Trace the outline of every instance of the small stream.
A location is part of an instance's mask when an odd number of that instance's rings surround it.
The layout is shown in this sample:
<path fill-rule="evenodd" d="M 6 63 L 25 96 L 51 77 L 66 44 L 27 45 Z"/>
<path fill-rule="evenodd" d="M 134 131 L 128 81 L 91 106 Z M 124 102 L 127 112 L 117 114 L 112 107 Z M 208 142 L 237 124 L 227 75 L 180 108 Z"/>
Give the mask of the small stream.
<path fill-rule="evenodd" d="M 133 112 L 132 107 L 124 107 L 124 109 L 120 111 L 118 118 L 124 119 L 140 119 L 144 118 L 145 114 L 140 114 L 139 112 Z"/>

* _JOB_: Scale every item above by writing out all of its lines again, requests included. Multiply each coordinate in the answers by 1.65 and round to whole numbers, with halves rounding up.

* _REPLY TO THE EXERCISE_:
Trace the outline of every instance of the small stream.
A location is part of an instance's mask when an odd number of that instance's rings surround it.
The layout is shown in this sample:
<path fill-rule="evenodd" d="M 6 63 L 25 96 L 51 77 L 66 44 L 27 45 Z"/>
<path fill-rule="evenodd" d="M 134 131 L 128 81 L 91 106 Z M 124 102 L 127 112 L 117 114 L 112 107 Z M 208 142 L 237 124 L 227 75 L 180 108 Z"/>
Give the mask of the small stream.
<path fill-rule="evenodd" d="M 219 185 L 218 177 L 205 177 L 205 180 L 198 183 L 195 195 L 205 196 L 231 196 L 238 195 L 239 188 L 231 188 L 229 185 Z"/>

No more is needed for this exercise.